[START OF TEXT PASSAGE]
# General > Events, field trips and gatherings >  White Cloud Mountain Minnow in the wild

## MrTree

Last Sunday, I went to Wang Zi National Forest Park with a group of fishy boys & girl. The forest park is located at the Hua Du of Guangzhou city, about 2 hours from town center by public transport. 


We paid RMB 20 entrance fee and the trekking trail starts after these few restaurants.



In the pond of one of the restaurant, where they keep some food fish. I spotted some small fish....Initially I thought they were Mosquito fish because of the size! But closer look revealed that they were in fact well fed _Tanichthys albonubes_ ! And of course it's reddish tail makes a difference. 

We started to walk.....quite slowly because my friends are PLANT person..

and we saw this climber flowering! _Mucuna birdwoodiana_



The Chinese name is 禾雀花 , looks quite alike!

----------


## MrTree

The trekking trail is all the way along the stream..but nothing can be found inside. Not even a shrimp...wired...



But along the bank, we found a few Jewel Orchid. 



And along the road, some other very small orchid flowers





There were a little rainy, so I used flash till end of the day.

Some locals were collecting this fern for makan...

----------


## MrTree

Also captured three pc of skink...and turned out to be 3 species..released after photography session at the restaurant of course..

_Tropidophorus berdmorei_, I think..got this from the White Cloud Mountain too.



_Mabuya multifasciata_, I think



_Sphenomorphus maculatus_, I think...caught with my fish net..and lost it's long tail..

----------


## MrTree

Some insects...the pics suck...













And only this one I know.._Pyrobs candelaria_

----------


## MrTree

Nothing much in the stream, since we came here fishing, so we decided to turn back...only completed 1/3 of the trekking tail..supposed to be a 2 to 3 hours trail but we took 3 hours to complete 1/3.....

Back to the restaurant, we asked around where we could catch fish but the answer was nagative..the owner of the restaurant even told me the small minnows are BABY of the big fish inside the pond!! 

So we came back to the entrance, then we stepped into water again..the flow is now slow..



And BINGO! Damn swee!



But majority were _Parazacco spilurus_, 4 big men only caught 20 pc of white clouds...



then as we went further down, at the part where the bus stop is, we collected some _Acrossocheilus parallens_.



And some _Rhinogobius_ sp (Yet to determine) and a _Pterocryptis anomala_.



Then came back took this.



These are most likely released population by the government..but still WILD I must say.. :Blah:

----------


## budak

the colours look much better than shop fish leh. steady lah mr minnow hunter!

----------


## MrTree

> the colours look much better than shop fish leh.


Which wild caught fish is not?  :Grin:

----------


## kuching

Wowww.....that place also got lantern bug!!! My favourite! :Smile:

----------


## MrTree

> Wowww.....that place also got lantern bug!!! My favourite!


It's called "Longang Cichken" in chinese..so alot can be found on Longang tree. They actually appeared in early March, warm winter this year...

----------


## bornNeo

Beautifull fish(es)!!  :Cool:  
Especially the last pic.

Here, fern (green) also use as vegetable, especially in Central Kalimantan. But one must knew the cooking technic, if not it will have  :Confused:  taste.

----------


## Happy Camper

Hello Mr Tree

Amazing photography if you ask me, you are too modest  :Smile: 
I like Mountain Minnows very much, Last week I received some beautiful specimens from a fellow hobbyist. If you care to take a look you can see them in this thread I started on a local forum. There is also a very interesting story of how the fish got its name, please see link below.
http://www.guppiesforyuppies.co.za/c...?TID=2393&PN=1

Thanks for sharing your photos, they are great!

----------


## mervin

mine never look like this in my tank !

----------


## barmby

Wow. Very nice white cloud. Platinum colored somemore.

----------


## ranmasatome

> Some insects...the pics suck...
> 
> Family Chrysomelidae.. i think
> 
> 
> 
> 
> 
> 
> ...


From what i can see... i've added the simple families they come from.. genus can guess but take more time..species have to look closer.. :Grin:

----------


## MrTree

closer pls.  :Razz:

----------
[END OF TEXT PASSAGE]
[START OF LISTED RECORDS]
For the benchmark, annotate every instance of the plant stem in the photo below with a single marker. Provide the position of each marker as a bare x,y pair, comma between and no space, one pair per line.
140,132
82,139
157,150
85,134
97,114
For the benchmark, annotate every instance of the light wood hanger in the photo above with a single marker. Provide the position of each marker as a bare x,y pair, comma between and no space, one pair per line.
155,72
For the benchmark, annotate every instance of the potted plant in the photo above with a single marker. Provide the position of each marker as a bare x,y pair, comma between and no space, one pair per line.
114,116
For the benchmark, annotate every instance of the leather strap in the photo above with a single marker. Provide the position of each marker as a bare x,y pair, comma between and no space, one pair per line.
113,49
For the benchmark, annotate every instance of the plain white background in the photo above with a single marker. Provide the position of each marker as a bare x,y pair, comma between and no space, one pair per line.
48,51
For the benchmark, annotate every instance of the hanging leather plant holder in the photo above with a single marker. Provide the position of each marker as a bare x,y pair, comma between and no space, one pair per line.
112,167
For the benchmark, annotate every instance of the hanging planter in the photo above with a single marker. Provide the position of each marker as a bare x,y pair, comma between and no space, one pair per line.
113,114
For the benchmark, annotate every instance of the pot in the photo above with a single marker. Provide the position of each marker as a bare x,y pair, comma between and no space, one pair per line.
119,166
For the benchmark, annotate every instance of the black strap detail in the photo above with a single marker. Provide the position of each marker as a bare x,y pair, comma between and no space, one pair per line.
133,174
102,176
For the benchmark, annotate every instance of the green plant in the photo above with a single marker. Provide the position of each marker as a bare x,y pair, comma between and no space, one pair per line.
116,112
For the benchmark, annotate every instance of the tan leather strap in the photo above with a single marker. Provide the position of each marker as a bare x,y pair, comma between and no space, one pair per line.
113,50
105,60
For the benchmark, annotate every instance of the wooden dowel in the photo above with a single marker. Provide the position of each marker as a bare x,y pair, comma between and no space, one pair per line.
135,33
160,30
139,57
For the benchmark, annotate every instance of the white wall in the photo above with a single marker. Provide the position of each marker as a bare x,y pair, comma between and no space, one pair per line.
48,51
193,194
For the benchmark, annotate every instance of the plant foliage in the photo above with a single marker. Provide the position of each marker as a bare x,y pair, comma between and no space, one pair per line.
[END OF LISTED RECORDS]
EXERCISE AIM:
Retype everything in the minnow-hunting forum thread above, from "Back to the restaurant, we" down to "inside the pond!!".

CORRECT RESPONSE:
Back to the restaurant, we asked around where we could catch fish but the answer was nagative..the owner of the restaurant even told me the small minnows are BABY of the big fish inside the pond!!